- TEXTABSCHNITT
Auch in Bayern ist die Gesamtzahl der Scheidungen und Eheschließungen gesunken. Nachdem es 2022 zu 20.290 Scheidungen gekommen war, waren es 19.727 Scheidungen im Jahr 2023. Je 1.000 Einwohner gab es in Bayern etwas weniger Scheidungen (1,51) als bundesweit (1,56) – jeweils errechnet auf Basis der neuen Bevölkerungszahlen im Zensus 2022.

Grafik: Wo in Bayern die meisten geschiedenen Menschen leben

Warum ist die Zahl der Scheidungen gesunken?

Neben der Zahl der Scheidungen ging auch die Zahl der Eheschließungen 2023 zurück, von bundesweit mehr als 390.000 auf rund 360.000. 2021 war die Zahl der Eheschließungen auf einen coronabedingten Tiefstwert von etwa 357.000 gefallen. In Bayern gab es 65.057 Eheschließungen im Jahr 2022, 2023 waren es dann nur noch 60.549 Eheschließungen.

Psychotherapeut Wolfgang Krüger aus Berlin erklärt gegenüber dpa, Menschen würden mittlerweile oft nur noch heiraten, wenn sie wirklich ineinander verliebt seien und das Gefühl hätten, dass die Ehe gelinge. "Wir haben bei der Ehe vorher eine gewisse Qualitätsauswahl", sagt Krüger. Im Unterschied zu den 60er- und 70er-Jahren müsse oftmals auch nicht mehr aus finanziellen Gründen oder wegen sozialen Drucks geheiratet werden. Zudem sei zu beobachten, dass die "Ehen tatsächlich in den letzten 20 Jahren erheblich besser geworden sind".

Trotzdem hat sich auch 2023 rund ein Drittel der Ehepaare für eine Scheidung entschieden, die Rate ist auf einer ähnlichen Höhe geblieben beziehungsweise minimal angestiegen: In Bayern wuchs der Wert von 31,19 Prozent in 2022 auf 32,58 in 2023, bundesweit von 35,15 Prozent im Jahr 2022 auf 35,74 im Jahr 2023.

Scheidung und Kinder: Bayern hat die wenigsten Ein-Eltern-Familien

Und bei vielen der Trennungen sind Kinder involviert: Etwas mehr als die Hälfte der 2023 geschiedenen Ehepaare (50,8 Prozent) hatte den Angaben zufolge minderjährigen Nachwuchs. Eine Scheidung stellt Familien vor die Frage, wie sie die Kinderbetreuung und -erziehung fortan organisieren. Viele Eltern werden alleinerziehend.

- AUFGABENSTELLUNG
**A.** Wiederholen Sie den Textabschnitt über Scheidungen wörtlich, beginnend mit „Warum ist die“ und fortlaufend bis einschließlich „noch 60.549 Eheschließungen.“.
**B.** Nennen Sie alle Prozentwerte, die im Textabschnitt über Scheidungen vorkommen.
**C.** Entscheiden Sie für jede Aussage mit Ja oder Nein, ob sie mit dem Textabschnitt über Scheidungen übereinstimmt, und belegen Sie Ihre Entscheidung mit einem wörtlichen Zitat. (i) In Bayern gab es 2023 weniger Scheidungen als 2022. (ii) Je 1.000 Einwohner gab es in Bayern mehr Scheidungen als bundesweit. (iii) Weniger als die Hälfte der 2023 geschiedenen Ehepaare hatte minderjährige Kinder.

- VORLIEGENDES MATERIAL
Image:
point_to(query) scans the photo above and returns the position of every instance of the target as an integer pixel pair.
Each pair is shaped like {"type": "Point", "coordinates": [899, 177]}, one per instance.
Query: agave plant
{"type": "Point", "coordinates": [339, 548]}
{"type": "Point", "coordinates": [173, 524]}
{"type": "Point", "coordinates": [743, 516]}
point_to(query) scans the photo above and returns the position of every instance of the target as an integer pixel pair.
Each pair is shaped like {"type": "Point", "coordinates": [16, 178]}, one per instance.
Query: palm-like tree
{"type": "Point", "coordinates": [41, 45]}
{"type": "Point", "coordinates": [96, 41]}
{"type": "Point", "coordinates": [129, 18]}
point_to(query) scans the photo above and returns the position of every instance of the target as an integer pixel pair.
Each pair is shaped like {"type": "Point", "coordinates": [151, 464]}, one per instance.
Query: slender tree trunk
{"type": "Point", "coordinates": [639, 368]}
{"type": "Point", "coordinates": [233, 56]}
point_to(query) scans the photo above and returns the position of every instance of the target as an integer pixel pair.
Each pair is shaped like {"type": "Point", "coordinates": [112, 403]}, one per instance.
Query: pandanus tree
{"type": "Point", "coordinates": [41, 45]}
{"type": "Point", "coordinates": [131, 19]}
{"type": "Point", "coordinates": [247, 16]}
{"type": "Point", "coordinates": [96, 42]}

- DIE LÖSUNGEN
**A.**
Warum ist die Zahl der Scheidungen gesunken?

Neben der Zahl der Scheidungen ging auch die Zahl der Eheschließungen 2023 zurück, von bundesweit mehr als 390.000 auf rund 360.000. 2021 war die Zahl der Eheschließungen auf einen coronabedingten Tiefstwert von etwa 357.000 gefallen. In Bayern gab es 65.057 Eheschließungen im Jahr 2022, 2023 waren es dann nur noch 60.549 Eheschließungen.

**B.**
- 31,19 Prozent
- 32,58 Prozent
- 35,15 Prozent
- 35,74 Prozent
- 50,8 Prozent

**C.**
(i) Ja: „Nachdem es 2022 zu 20.290 Scheidungen gekommen war, waren es 19.727 Scheidungen im Jahr 2023.“
(ii) Nein: „Je 1.000 Einwohner gab es in Bayern etwas weniger Scheidungen (1,51) als bundesweit (1,56)“
(iii) Nein: „Etwas mehr als die Hälfte der 2023 geschiedenen Ehepaare (50,8 Prozent) hatte den Angaben zufolge minderjährigen Nachwuchs.“